The way you learn your first language is a great way to learn your first language, since it is the only way you can learn a first language and since the human mind is created to excel at that sort of learning between about 15 months and about five years.

But its a horrible way to have to learn a foreign language, especially if the speaker of the foreign language isn’t utterly fluent in that language.

But we seem to have an oven-burner aversion to formal instruction. It may be nothing more than intellectual laziness, but only an individual can look at himself to know that.

What I mean is that, formal instruction rests on the assertion of the will.

When you are learning “naturally,” as they sometimes call it, you don’t really have to assert your will. You pay attention and let the lesson carry you, like a TV show would, but you don’t have to demand much of yourself.

I will only note here, without indulging the temptation to fall down a rabbit hole, that the training of the will stands outside the consideration of most modern pedagogy for the simple reason that much post-Darwinian thought does not believe in a will the way the classical and Christian thinkers did.

- - - - -

Set exercise A: In the rows, from the line containing "Q: For each instance of the street lamp post" through the end of the rows, swap "parked car" for "stationary car" and reproduce only those lines, with everything else left unchanged.
The passage and the rows are drawn from unrelated sources.

Available data:
- - - - -

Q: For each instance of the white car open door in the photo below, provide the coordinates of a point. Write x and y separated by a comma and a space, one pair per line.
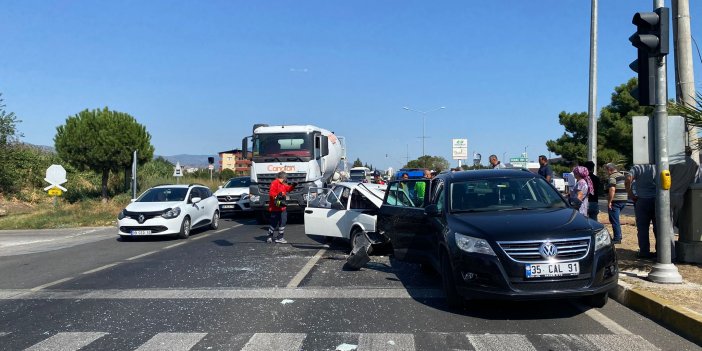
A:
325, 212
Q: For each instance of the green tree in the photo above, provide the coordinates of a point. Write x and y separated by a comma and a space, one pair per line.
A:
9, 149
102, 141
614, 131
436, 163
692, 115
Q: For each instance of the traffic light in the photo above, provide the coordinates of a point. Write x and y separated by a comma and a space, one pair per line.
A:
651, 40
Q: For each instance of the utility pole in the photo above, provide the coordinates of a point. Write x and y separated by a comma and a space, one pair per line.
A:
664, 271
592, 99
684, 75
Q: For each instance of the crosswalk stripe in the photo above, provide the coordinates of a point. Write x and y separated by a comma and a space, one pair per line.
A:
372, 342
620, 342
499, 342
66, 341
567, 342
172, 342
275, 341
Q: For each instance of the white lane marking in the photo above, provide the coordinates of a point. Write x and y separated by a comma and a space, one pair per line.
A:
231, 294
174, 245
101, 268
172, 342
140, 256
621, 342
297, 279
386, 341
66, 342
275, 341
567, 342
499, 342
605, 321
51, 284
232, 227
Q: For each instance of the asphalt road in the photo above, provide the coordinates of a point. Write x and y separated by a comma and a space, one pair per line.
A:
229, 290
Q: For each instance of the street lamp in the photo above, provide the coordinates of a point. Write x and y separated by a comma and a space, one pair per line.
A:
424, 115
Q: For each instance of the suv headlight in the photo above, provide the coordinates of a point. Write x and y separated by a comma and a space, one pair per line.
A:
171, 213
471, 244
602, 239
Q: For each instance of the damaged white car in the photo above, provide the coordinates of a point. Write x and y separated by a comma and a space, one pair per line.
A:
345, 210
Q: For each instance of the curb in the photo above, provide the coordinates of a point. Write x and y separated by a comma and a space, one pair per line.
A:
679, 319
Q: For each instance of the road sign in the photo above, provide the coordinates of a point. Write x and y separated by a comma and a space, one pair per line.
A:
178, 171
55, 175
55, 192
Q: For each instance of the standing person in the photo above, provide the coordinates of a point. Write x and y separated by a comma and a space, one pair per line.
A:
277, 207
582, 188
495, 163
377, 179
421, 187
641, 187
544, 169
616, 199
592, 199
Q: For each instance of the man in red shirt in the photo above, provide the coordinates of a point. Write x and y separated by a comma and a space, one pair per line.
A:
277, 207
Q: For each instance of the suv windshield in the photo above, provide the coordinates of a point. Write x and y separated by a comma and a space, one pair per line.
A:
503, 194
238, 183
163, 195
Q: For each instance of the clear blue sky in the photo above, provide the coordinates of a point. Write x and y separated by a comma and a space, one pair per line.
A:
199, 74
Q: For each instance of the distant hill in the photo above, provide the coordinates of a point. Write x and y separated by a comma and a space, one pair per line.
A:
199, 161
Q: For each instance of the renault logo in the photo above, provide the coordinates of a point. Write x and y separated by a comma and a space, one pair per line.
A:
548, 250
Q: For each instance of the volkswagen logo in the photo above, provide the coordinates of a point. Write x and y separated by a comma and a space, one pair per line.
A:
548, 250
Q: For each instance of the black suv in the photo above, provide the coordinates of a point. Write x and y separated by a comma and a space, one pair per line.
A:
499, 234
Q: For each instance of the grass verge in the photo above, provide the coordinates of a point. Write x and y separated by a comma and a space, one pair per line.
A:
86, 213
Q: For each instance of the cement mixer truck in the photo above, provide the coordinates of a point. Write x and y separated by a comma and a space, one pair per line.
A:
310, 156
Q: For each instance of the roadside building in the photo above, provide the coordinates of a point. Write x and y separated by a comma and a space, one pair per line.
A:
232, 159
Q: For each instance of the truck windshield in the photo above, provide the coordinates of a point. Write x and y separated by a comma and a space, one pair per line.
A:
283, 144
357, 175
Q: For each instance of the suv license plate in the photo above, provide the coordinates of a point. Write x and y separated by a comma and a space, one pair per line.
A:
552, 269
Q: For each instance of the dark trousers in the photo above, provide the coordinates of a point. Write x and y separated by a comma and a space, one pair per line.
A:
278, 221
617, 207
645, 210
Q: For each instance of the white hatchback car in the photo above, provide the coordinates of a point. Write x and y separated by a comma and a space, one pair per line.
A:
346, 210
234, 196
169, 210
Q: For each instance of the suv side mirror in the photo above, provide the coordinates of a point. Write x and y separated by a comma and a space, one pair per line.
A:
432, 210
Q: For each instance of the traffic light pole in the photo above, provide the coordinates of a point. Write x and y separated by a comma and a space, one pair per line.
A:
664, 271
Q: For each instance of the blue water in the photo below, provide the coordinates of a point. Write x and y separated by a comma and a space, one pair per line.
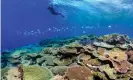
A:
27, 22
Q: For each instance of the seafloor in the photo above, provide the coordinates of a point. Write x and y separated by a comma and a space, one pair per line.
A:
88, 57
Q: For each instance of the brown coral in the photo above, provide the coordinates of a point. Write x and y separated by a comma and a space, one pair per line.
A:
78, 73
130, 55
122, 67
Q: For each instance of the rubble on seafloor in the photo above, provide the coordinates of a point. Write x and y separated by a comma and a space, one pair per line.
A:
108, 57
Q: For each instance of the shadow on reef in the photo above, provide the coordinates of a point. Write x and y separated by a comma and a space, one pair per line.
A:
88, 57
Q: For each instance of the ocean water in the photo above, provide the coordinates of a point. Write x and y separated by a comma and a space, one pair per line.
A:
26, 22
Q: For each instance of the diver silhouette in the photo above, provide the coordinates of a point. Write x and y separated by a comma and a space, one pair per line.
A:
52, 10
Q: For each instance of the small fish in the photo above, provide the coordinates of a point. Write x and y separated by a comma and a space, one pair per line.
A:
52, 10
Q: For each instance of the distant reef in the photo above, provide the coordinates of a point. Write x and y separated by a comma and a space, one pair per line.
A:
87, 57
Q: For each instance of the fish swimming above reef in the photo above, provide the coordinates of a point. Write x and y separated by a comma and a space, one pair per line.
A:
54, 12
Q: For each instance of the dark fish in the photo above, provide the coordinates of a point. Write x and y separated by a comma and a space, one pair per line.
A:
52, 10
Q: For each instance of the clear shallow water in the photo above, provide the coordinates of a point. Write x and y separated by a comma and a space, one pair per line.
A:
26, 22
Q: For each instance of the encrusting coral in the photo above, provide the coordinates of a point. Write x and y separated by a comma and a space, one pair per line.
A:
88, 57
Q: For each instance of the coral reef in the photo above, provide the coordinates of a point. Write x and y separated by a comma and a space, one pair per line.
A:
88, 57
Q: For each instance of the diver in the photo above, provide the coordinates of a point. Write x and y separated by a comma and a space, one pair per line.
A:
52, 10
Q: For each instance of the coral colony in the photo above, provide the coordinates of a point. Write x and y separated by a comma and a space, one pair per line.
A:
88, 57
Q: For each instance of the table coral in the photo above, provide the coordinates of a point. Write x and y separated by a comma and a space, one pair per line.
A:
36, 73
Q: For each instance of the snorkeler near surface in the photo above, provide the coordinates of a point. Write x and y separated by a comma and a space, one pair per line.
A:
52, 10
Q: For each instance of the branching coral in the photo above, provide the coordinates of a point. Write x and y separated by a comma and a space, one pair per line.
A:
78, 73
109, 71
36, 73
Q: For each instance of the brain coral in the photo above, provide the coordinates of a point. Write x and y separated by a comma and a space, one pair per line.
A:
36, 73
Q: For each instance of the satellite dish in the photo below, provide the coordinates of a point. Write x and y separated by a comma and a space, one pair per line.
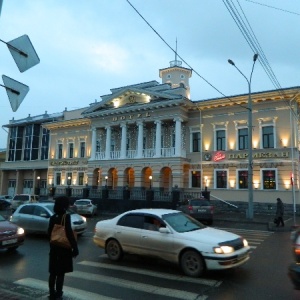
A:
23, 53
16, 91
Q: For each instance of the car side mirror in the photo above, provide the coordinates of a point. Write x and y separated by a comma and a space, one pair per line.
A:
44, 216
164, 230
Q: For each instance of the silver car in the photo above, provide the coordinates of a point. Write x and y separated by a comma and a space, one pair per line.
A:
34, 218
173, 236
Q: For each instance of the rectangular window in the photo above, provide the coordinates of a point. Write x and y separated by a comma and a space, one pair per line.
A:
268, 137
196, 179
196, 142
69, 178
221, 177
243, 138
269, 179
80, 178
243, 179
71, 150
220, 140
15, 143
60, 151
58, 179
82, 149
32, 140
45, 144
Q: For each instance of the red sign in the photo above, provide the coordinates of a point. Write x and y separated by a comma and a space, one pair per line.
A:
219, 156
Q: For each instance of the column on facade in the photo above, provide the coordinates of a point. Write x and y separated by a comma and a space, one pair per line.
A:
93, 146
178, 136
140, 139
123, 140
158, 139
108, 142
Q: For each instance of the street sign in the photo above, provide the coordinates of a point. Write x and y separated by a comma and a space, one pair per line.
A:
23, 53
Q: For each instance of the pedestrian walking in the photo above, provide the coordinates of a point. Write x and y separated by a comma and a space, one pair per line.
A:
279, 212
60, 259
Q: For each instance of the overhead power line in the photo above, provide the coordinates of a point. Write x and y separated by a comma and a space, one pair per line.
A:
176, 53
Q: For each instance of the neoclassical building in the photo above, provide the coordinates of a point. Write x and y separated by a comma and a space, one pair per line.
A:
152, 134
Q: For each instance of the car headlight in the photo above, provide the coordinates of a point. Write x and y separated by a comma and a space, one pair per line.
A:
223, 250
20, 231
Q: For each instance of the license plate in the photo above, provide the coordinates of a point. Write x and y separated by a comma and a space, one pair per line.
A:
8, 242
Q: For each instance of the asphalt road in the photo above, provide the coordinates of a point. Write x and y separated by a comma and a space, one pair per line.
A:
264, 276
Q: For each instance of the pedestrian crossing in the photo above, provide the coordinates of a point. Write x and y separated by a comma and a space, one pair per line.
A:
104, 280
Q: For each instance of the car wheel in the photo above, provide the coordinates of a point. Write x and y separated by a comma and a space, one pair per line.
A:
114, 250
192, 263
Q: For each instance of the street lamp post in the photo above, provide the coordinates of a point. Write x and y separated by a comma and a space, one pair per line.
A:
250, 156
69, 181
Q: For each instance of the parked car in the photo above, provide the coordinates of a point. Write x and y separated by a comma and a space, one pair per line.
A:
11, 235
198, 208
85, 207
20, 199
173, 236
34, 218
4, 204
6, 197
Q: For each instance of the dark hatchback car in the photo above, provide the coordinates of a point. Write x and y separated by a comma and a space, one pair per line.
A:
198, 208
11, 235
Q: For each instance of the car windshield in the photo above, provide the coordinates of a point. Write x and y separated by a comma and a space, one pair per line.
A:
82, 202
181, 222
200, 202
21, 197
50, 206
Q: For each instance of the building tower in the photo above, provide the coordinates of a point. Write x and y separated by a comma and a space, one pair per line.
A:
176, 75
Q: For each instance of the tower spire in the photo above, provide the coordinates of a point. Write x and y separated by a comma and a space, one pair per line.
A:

- - - - -

Set exercise B: Retype the part of the passage on language learning that opens with the words "The way you" and closes with "about five years.", with no changes.

Reply A:
Q: For each instance of the street lamp post in the photo above, provide the coordinates of a point. Write x and y separated by a comma and a space, one pair per line.
A:
250, 156
69, 181
Q: For each instance of the stationary car in the photo above, provide the coordinates of a point. Write x and y separated by a comma and a space, one pair per line.
A:
11, 235
198, 208
85, 207
20, 199
173, 236
34, 218
4, 204
6, 197
Q: For each instance of the dark hatchback car in the photo above, provide the coordinates of a point. Write x and y separated by a comma and a space, one pair per line.
A:
198, 208
11, 235
Q: For each instance of the car windshield in the photo above, provide the coordinates of a point. Write x and y separated by a comma and a space, one pair per line.
A:
82, 202
181, 222
200, 202
21, 197
50, 206
Q: For each instance of the building tower in the photo above, provide the coordinates of a point. Write x and y separated by a comma and a space, one pair per line.
A:
176, 75
Q: For each instance of the tower spire in the photo above, provide the coordinates of a point. Write x and y separated by a comma and a space, one pair per line.
A:

Reply B:
The way you learn your first language is a great way to learn your first language, since it is the only way you can learn a first language and since the human mind is created to excel at that sort of learning between about 15 months and about five years.